=== Requirements ===
Return every line from the one containing "Give the outline of every instance of the **highway**" through the end of the items, that line included, as a JSON list of strings with one string per line and blank lines omitted.

* * *

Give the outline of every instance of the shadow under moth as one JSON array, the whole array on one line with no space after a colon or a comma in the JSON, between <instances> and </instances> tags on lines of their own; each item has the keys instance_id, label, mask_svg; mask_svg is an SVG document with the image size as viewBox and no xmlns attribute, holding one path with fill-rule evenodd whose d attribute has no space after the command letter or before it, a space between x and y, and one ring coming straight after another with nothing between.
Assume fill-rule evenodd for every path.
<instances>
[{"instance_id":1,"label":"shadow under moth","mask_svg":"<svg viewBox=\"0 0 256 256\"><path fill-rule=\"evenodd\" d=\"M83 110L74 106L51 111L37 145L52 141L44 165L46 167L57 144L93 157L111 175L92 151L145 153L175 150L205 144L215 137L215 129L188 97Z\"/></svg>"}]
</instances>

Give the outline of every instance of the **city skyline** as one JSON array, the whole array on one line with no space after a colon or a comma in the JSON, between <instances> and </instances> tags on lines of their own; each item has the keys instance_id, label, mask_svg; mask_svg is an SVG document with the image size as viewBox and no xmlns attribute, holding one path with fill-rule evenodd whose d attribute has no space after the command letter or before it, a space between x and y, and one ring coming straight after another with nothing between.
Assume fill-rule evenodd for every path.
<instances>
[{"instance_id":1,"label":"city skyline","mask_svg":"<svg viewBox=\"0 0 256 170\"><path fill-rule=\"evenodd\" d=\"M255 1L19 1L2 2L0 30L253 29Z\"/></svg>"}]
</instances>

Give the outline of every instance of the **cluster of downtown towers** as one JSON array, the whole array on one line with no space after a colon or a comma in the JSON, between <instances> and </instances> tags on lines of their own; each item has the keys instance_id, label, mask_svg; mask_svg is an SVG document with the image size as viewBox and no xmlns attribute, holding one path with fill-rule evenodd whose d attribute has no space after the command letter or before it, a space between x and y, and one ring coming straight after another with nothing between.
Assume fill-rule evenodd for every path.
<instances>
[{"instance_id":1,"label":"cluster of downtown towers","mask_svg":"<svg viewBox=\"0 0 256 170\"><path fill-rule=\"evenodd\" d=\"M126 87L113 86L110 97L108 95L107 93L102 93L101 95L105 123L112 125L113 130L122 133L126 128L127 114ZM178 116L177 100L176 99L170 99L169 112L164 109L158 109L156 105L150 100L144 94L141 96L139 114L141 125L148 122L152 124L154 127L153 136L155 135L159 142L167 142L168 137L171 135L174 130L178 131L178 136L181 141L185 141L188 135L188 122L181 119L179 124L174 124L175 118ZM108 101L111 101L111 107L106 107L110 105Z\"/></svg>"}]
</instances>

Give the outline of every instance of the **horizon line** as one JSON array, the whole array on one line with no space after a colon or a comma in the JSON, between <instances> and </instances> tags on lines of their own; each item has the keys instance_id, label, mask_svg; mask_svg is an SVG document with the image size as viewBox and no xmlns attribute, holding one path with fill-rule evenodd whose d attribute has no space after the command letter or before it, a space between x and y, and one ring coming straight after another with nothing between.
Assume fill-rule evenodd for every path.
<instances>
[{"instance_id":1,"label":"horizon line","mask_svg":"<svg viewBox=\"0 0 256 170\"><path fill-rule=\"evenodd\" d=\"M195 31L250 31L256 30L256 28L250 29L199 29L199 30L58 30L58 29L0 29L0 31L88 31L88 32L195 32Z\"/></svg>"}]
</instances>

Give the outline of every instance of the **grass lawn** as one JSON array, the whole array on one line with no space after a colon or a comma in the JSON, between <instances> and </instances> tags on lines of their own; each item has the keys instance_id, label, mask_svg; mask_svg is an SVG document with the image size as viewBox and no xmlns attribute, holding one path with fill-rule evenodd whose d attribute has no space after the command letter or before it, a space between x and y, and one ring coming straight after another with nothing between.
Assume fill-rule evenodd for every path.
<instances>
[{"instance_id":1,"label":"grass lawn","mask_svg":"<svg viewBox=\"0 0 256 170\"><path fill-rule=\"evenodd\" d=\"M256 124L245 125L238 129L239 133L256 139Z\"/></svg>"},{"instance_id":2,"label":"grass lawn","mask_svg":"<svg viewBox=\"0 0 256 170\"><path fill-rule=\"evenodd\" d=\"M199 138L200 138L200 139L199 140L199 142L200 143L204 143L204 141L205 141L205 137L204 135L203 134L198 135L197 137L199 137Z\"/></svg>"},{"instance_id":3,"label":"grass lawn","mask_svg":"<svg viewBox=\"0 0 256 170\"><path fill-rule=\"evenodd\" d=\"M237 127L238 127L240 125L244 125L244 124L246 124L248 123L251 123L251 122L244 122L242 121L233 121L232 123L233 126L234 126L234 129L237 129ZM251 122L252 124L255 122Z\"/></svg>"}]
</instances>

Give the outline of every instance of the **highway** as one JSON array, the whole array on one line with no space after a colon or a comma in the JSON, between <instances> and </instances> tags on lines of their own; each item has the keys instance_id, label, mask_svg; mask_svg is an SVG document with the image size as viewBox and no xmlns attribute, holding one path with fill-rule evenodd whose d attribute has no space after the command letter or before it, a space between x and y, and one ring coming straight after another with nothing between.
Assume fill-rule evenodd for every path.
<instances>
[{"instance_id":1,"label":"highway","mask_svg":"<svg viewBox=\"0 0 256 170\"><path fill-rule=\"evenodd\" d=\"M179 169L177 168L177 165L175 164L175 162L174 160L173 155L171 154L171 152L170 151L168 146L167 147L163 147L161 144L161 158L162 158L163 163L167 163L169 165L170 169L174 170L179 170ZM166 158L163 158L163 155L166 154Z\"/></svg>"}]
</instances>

* * *

=== Written solution ===
[
  "Give the outline of every instance of the **highway** as one JSON array, the whole array on one line with no space after a colon or a comma in the JSON, between <instances> and </instances> tags on lines of their own; each item has the keys instance_id, label, mask_svg; mask_svg is an SVG document with the image size as viewBox and no xmlns attribute, holding one path with fill-rule evenodd whose d attribute has no space after the command letter or before it, a space between x and y, and one ring coming straight after another with nothing between.",
  "Assume fill-rule evenodd for every path.",
  "<instances>",
  "[{\"instance_id\":1,\"label\":\"highway\",\"mask_svg\":\"<svg viewBox=\\\"0 0 256 170\\\"><path fill-rule=\\\"evenodd\\\" d=\\\"M179 169L177 168L177 165L175 164L175 162L174 160L173 155L171 154L171 152L170 151L168 146L167 147L163 147L161 144L161 158L162 158L163 163L167 163L169 165L170 169L174 170L179 170ZM166 158L163 158L163 155L166 154Z\\\"/></svg>\"}]",
  "</instances>"
]